WHAT THIS TASK INVOLVES » Update the listing from its start through the line that contains "(1061, 642)" by replacing "pointing benchmark" with "labeling benchmark" and leaving everything else unchanged. Reproduce only those lines.

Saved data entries
======

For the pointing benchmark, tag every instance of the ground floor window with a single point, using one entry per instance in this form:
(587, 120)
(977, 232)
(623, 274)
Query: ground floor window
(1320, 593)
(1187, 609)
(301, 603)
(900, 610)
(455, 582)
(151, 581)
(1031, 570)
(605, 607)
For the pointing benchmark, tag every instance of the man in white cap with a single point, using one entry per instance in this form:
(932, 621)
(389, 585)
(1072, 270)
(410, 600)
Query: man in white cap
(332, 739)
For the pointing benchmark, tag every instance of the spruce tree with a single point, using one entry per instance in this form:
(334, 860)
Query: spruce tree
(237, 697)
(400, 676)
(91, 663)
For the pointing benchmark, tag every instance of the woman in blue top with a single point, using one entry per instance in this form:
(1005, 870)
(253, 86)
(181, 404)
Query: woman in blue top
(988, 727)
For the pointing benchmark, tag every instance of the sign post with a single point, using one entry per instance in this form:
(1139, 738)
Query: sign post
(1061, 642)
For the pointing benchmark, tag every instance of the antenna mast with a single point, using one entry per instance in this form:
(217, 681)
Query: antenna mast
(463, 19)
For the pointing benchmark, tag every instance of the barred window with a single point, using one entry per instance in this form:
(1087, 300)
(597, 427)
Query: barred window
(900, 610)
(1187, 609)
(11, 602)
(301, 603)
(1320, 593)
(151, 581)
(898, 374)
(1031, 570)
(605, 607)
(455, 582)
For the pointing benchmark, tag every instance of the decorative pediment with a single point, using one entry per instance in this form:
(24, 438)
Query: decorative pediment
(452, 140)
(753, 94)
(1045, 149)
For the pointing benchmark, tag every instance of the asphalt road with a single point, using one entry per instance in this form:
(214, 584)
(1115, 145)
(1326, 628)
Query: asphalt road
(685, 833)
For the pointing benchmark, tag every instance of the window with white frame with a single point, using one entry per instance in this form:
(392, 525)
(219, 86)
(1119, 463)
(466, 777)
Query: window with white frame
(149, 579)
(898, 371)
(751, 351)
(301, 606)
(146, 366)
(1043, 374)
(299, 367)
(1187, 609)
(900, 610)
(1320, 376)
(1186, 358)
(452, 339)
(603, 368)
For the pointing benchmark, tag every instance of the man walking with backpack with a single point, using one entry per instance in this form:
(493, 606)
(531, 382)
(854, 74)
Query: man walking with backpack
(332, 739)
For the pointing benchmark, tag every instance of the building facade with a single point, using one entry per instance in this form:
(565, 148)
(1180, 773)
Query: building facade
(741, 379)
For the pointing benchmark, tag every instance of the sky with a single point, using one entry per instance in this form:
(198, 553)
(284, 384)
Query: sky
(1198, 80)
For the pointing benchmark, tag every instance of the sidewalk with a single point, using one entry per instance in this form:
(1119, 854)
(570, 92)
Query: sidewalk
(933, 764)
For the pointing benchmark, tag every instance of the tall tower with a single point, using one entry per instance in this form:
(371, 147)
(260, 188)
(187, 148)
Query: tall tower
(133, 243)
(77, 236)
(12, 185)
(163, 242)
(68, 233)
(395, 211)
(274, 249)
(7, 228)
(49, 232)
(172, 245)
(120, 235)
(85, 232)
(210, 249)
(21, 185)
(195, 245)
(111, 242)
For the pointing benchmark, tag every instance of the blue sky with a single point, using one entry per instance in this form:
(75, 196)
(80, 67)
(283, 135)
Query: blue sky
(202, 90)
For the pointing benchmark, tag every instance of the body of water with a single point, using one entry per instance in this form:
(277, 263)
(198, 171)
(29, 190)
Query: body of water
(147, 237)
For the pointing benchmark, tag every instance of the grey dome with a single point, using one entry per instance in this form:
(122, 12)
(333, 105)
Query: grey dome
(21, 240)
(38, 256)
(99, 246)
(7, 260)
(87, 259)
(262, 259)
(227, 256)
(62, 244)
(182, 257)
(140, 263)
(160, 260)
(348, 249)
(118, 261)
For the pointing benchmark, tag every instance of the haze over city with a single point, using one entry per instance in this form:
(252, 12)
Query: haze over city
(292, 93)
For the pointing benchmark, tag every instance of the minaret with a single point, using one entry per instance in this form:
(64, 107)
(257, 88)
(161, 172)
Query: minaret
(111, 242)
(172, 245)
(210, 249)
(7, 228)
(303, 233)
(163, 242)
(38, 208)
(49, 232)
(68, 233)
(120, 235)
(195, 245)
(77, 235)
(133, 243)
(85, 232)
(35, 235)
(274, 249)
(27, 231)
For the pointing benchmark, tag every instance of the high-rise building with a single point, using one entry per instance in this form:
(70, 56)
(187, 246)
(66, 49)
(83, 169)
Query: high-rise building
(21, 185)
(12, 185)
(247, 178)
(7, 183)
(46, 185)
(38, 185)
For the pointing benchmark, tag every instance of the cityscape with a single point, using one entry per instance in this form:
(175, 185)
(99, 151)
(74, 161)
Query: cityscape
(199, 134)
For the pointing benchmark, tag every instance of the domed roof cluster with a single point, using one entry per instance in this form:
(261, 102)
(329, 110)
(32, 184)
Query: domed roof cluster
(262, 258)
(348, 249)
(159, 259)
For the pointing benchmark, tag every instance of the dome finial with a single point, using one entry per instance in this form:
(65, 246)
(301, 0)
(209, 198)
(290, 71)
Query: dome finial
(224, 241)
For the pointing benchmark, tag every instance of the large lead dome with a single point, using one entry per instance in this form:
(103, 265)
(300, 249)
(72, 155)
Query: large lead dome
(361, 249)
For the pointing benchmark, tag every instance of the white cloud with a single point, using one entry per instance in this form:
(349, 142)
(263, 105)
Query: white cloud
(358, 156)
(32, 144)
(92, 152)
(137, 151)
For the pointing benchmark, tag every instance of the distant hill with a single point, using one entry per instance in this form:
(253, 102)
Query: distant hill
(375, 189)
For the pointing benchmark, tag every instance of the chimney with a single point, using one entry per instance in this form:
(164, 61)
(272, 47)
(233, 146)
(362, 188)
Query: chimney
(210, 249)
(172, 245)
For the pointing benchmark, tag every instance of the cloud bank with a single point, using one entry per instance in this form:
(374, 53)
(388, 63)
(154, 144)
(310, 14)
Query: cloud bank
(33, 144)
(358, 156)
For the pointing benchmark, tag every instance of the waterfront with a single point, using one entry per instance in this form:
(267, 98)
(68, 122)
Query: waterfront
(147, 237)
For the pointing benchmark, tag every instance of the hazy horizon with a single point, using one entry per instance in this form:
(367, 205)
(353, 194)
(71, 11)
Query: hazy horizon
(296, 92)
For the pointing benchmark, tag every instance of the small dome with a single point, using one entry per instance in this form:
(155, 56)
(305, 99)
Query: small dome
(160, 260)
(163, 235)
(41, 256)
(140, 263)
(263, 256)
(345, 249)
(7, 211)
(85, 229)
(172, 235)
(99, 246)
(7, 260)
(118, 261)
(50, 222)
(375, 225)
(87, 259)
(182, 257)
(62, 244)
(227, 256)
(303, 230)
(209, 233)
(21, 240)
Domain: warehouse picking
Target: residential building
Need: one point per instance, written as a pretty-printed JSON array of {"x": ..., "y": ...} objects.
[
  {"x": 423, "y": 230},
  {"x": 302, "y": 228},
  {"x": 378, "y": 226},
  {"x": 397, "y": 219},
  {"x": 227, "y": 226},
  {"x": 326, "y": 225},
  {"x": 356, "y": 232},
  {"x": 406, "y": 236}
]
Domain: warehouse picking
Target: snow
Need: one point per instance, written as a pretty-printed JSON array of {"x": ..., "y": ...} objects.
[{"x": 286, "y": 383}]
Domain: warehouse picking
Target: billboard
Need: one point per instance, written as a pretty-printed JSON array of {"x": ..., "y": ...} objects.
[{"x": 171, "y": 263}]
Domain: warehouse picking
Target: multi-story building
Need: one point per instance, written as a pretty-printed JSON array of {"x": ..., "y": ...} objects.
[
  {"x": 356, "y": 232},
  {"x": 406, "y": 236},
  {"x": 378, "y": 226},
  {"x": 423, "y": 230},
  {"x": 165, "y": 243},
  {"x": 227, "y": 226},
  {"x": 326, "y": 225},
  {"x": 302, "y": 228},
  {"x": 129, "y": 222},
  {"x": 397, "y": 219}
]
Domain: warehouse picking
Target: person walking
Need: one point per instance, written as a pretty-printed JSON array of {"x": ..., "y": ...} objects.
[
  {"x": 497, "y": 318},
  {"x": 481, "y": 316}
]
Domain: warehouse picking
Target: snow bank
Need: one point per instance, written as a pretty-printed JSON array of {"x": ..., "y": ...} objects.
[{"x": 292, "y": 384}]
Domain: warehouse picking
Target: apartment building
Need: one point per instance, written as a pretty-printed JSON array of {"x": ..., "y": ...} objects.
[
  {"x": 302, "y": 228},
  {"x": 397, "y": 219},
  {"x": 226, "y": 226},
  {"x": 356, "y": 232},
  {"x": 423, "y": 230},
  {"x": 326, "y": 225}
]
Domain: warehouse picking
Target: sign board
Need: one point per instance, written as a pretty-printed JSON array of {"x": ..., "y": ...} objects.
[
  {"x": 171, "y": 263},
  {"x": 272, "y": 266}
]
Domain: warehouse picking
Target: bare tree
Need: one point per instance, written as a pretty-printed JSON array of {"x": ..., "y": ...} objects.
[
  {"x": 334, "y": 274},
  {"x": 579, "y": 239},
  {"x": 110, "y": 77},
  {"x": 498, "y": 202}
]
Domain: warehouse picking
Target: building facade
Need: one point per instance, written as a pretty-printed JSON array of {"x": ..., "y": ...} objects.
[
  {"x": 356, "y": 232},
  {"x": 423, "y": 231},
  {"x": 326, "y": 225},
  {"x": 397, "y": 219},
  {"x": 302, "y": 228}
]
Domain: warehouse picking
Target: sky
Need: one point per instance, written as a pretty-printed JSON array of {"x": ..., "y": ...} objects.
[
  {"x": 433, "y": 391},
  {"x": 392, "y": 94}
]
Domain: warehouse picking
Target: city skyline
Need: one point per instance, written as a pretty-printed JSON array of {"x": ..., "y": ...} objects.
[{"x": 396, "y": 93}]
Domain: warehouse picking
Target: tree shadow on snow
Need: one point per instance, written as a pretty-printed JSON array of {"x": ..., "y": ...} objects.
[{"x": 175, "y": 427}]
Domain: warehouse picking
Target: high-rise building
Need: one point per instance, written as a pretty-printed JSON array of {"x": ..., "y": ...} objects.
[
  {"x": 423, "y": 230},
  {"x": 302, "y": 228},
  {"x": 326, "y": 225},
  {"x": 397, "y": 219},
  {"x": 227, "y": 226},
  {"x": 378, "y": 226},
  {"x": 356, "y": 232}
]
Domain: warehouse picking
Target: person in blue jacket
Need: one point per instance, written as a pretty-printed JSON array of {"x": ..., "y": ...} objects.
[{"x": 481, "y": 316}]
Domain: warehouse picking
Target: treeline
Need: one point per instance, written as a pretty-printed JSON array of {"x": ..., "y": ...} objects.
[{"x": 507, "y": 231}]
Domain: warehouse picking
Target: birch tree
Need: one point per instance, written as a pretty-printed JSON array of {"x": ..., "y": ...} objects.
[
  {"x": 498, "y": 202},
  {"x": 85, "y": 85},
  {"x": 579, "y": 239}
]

======

FINAL ANSWER »
For the labeling benchmark, tag every instance of the ground floor window with a single point, using one entry per instance in this form:
(587, 120)
(977, 232)
(623, 274)
Query: ground floor window
(1320, 593)
(1187, 609)
(301, 603)
(900, 610)
(455, 582)
(151, 581)
(1031, 570)
(605, 607)
For the labeling benchmark, tag every instance of the man in white cap with a single point, using one entry per instance in this form:
(932, 621)
(389, 585)
(1072, 270)
(410, 600)
Query: man in white cap
(332, 739)
For the labeling benchmark, tag every instance of the spruce tree with a single point, using one entry per instance in this form:
(334, 860)
Query: spruce tree
(237, 697)
(400, 676)
(91, 663)
For the labeling benchmark, tag every instance of the woman in blue top with a single point, using one entry per instance in this form:
(1005, 870)
(253, 86)
(181, 404)
Query: woman in blue top
(988, 727)
For the labeling benchmark, tag every instance of the sign post with a single point, using one entry per instance in this form:
(1139, 738)
Query: sign post
(1061, 642)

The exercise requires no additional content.